- [Aim]: Copy the data below line for line without changing anything, and leave the pictures out of your copy.
### Dataset records ###
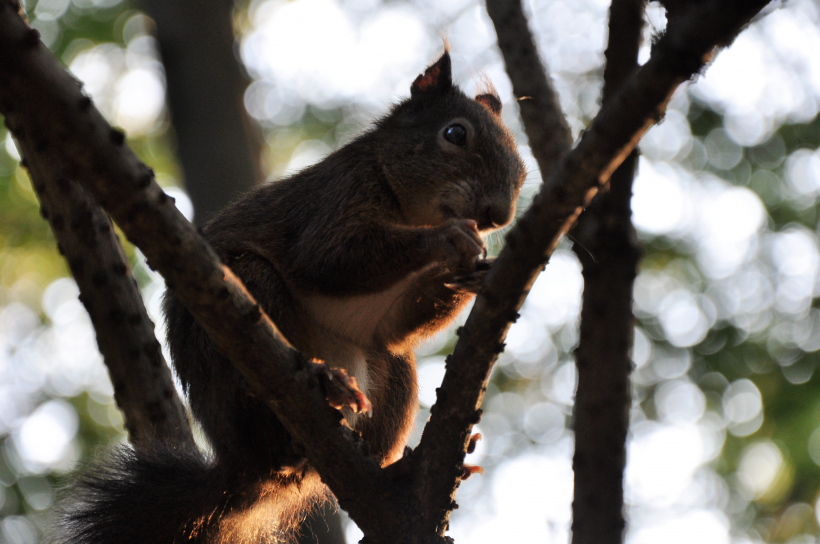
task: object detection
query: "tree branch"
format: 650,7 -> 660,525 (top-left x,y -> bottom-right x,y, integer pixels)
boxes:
487,0 -> 572,178
7,121 -> 196,448
416,0 -> 768,533
0,0 -> 397,541
572,0 -> 646,544
141,0 -> 264,225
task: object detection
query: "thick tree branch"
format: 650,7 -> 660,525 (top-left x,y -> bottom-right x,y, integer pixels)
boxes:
416,0 -> 768,533
141,0 -> 264,225
0,4 -> 397,541
572,0 -> 646,544
487,0 -> 572,178
9,126 -> 196,448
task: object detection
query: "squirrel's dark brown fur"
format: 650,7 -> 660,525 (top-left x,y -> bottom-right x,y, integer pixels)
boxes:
62,53 -> 524,544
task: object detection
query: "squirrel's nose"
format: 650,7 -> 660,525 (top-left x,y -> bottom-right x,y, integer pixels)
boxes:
478,202 -> 513,230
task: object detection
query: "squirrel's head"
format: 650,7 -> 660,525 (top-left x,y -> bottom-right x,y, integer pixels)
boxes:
373,52 -> 525,232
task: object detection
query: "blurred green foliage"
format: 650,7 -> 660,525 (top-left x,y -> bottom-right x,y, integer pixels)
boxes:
0,0 -> 820,542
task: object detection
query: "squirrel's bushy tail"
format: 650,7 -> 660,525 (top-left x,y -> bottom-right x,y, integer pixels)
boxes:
56,448 -> 322,544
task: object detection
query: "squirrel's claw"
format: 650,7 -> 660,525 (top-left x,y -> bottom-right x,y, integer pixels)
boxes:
311,359 -> 373,417
444,258 -> 495,293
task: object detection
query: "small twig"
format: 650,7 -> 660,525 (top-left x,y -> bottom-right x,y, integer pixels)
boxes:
572,0 -> 646,544
487,0 -> 572,179
415,0 -> 768,533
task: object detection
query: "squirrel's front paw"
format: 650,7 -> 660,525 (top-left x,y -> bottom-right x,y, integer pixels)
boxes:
442,219 -> 487,273
444,258 -> 495,293
311,359 -> 372,416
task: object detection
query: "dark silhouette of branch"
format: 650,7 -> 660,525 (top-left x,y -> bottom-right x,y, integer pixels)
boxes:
###
- [Solved exercise]:
task: object detection
query: "tree branch"
format: 650,7 -> 660,525 (top-left x,y -> bottom-right x,y, integer pixels)
boxes:
487,0 -> 572,178
7,121 -> 196,448
416,0 -> 768,533
0,0 -> 397,541
572,0 -> 646,544
141,0 -> 264,225
task: object detection
query: "thick tree branch"
format: 650,7 -> 660,525 (top-left x,y -> bottom-right x,y, integer pixels)
boxes:
416,0 -> 768,533
141,0 -> 264,225
0,4 -> 397,541
572,0 -> 646,544
487,0 -> 572,178
9,126 -> 196,448
task: object detection
query: "squirrel's dark brown fur"
format: 650,7 -> 660,525 (top-left x,y -> bottom-right x,y, integer pixels)
boxes:
62,53 -> 524,544
task: object detection
query: "squirrel's nose"
format: 650,7 -> 660,525 (top-left x,y -> bottom-right x,y, integer pixels)
boxes:
478,202 -> 513,230
task: object detection
query: "squirrel's head"
format: 650,7 -> 660,525 (top-left x,y -> bottom-right x,y, integer pixels)
boxes:
373,52 -> 525,232
task: object detection
query: "blurred green foliage"
format: 650,7 -> 660,525 (top-left x,y -> bottom-right x,y, integer pixels)
boxes:
0,0 -> 820,542
task: object detection
query: "squirrel's bushy tail"
format: 650,7 -> 660,525 (top-left x,y -> bottom-right x,y, integer pixels)
boxes:
56,448 -> 322,544
task: object detection
query: "squirrel's claw"
format: 650,7 -> 660,525 (top-left x,y -> bottom-right x,y, integer pixels)
boxes:
311,359 -> 373,417
444,258 -> 495,293
task: object detection
query: "small twig"
format: 650,7 -> 660,525 (top-left x,y -> bottom-right x,y, integer pixels)
boxes:
572,0 -> 646,544
487,0 -> 572,179
415,0 -> 768,533
task: object detection
query: "squirrel's front paw"
format: 650,7 -> 660,525 (top-left x,y -> bottom-right x,y, integer pixels)
boxes:
442,219 -> 487,273
444,258 -> 495,293
311,359 -> 372,416
task: object detection
query: "dark silhouette of branch"
format: 650,7 -> 660,525 (top-left x,y -> bottom-right x,y, integer pixels)
boxes:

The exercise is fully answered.